→ RECORD EXCERPTS
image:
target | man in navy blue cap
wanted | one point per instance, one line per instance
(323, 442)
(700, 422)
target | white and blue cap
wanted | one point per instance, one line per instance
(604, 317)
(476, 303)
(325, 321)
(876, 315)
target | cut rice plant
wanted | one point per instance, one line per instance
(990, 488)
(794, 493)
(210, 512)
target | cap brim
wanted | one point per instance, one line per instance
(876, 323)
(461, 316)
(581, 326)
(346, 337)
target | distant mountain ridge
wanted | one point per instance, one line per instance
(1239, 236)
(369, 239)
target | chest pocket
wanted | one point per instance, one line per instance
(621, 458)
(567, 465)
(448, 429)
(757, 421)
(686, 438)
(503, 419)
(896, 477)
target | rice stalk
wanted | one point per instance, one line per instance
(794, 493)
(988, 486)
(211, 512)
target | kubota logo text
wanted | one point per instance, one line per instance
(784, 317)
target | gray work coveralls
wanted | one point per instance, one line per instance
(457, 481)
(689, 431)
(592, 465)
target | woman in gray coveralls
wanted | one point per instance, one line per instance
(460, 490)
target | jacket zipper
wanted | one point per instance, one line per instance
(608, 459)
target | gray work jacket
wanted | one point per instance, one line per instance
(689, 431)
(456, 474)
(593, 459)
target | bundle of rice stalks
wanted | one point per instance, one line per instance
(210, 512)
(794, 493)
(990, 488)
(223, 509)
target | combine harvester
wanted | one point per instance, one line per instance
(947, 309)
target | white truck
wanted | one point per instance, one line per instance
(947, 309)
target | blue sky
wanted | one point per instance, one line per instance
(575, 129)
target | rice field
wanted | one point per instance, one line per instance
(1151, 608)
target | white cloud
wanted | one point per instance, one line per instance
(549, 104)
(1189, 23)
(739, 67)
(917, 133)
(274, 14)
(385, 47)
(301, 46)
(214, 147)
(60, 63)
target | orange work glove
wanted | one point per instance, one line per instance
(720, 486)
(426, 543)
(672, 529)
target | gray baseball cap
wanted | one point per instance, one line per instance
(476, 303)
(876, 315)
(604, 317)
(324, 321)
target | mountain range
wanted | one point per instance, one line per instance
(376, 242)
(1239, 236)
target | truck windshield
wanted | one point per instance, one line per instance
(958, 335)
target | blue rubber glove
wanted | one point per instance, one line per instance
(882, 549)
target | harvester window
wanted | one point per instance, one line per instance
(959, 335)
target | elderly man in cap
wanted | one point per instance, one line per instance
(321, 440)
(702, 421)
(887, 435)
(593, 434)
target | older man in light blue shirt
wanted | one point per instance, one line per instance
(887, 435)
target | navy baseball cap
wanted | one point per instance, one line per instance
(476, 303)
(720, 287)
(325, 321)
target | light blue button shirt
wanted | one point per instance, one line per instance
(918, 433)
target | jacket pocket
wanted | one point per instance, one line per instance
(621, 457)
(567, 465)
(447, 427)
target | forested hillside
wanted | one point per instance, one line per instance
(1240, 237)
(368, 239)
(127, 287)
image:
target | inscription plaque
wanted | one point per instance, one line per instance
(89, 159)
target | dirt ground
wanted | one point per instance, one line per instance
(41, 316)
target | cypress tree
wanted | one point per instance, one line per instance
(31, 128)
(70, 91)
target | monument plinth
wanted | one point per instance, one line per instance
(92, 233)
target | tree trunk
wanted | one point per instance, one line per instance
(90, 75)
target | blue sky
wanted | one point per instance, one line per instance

→ TASK INSTRUCTIONS
Every line of the material needs to be returned exactly.

→ RESULT OF THIS EXERCISE
image:
target | man in navy blue cap
wanted | one point per instance, one line per instance
(323, 442)
(700, 422)
target | white and blue cap
wanted | one point per instance, one line per instance
(604, 317)
(476, 303)
(325, 321)
(876, 315)
target | cut rice plant
wanted | one point per instance, one line per instance
(990, 488)
(794, 493)
(210, 512)
target | cap brim
wanted | one point per instance, one line per instance
(876, 323)
(461, 316)
(581, 326)
(346, 337)
target | distant mountain ridge
wanted | one point per instance, one line per instance
(1239, 236)
(369, 239)
target | chest pocket
wanted | one point per instance, one line per instance
(621, 458)
(567, 465)
(448, 429)
(757, 421)
(686, 438)
(503, 419)
(896, 477)
target | rice stalk
wanted | one point per instance, one line per instance
(794, 493)
(988, 486)
(211, 512)
target | kubota logo text
wanted | one point per instance, one line per instance
(784, 317)
target | gray work coveralls
wanted | one point per instance, one line per instance
(457, 481)
(689, 431)
(592, 465)
target | woman in gray coveralls
wanted | one point per instance, one line per instance
(460, 490)
target | jacket zipper
wanted | one point per instance, one line per instance
(608, 459)
target | gray work jacket
wanted | one point per instance, one line per instance
(689, 431)
(456, 474)
(593, 459)
target | bundle of rice stalks
wanted | one point per instance, one line per instance
(210, 512)
(794, 493)
(990, 488)
(223, 509)
target | combine harvester
wanted | one point per instance, one line per instance
(947, 309)
target | white truck
wanted | one point per instance, one line per instance
(947, 309)
target | blue sky
wanted | one point per instance, one line per instance
(575, 129)
target | rice field
wanted | one point per instance, one line per instance
(1151, 608)
target | white cloud
wanted | one point per instance, one line per instance
(549, 104)
(1189, 23)
(739, 67)
(917, 133)
(274, 14)
(385, 47)
(301, 46)
(214, 147)
(60, 63)
target | orange work glove
wanted | one point per instance, one line per instance
(720, 486)
(426, 543)
(672, 529)
target | gray baseball cap
wanted | one point per instance, one line per instance
(476, 303)
(876, 315)
(604, 317)
(324, 321)
target | mountain range
wanted | one point per instance, one line per instance
(376, 242)
(1239, 236)
target | truck windshield
wanted | one point per instance, one line per instance
(958, 335)
target | blue rubber glove
wanted | one point per instance, one line per instance
(882, 549)
target | harvester window
wanted | one point per instance, one line per instance
(959, 335)
target | elderly man in cap
wanted | one point per instance, one line per instance
(321, 440)
(702, 421)
(887, 435)
(593, 434)
target | older man in light blue shirt
wanted | one point per instance, one line per instance
(887, 435)
target | navy baseball cap
wanted | one point per instance, one line per instance
(476, 303)
(720, 287)
(325, 321)
target | light blue button shirt
wanted | one point per instance, one line per instance
(918, 433)
target | jacket pocket
wanted | one point per instance, one line per instance
(621, 457)
(567, 465)
(447, 427)
target | forested hillside
wanted | one point per instance, one line per instance
(1240, 237)
(368, 239)
(127, 287)
image:
target | inscription plaque
wanted | one point per instance, one line per instance
(89, 159)
target | dirt ground
wanted | one point per instance, one line per instance
(41, 316)
target | cypress tree
wanted | one point per instance, one line per instance
(31, 128)
(70, 91)
target | monument plinth
wanted | one point per instance, one line per instance
(92, 233)
target | tree trunk
wanted | one point per instance, one line per instance
(90, 75)
target | blue sky
wanted | one point per instance, one line per instance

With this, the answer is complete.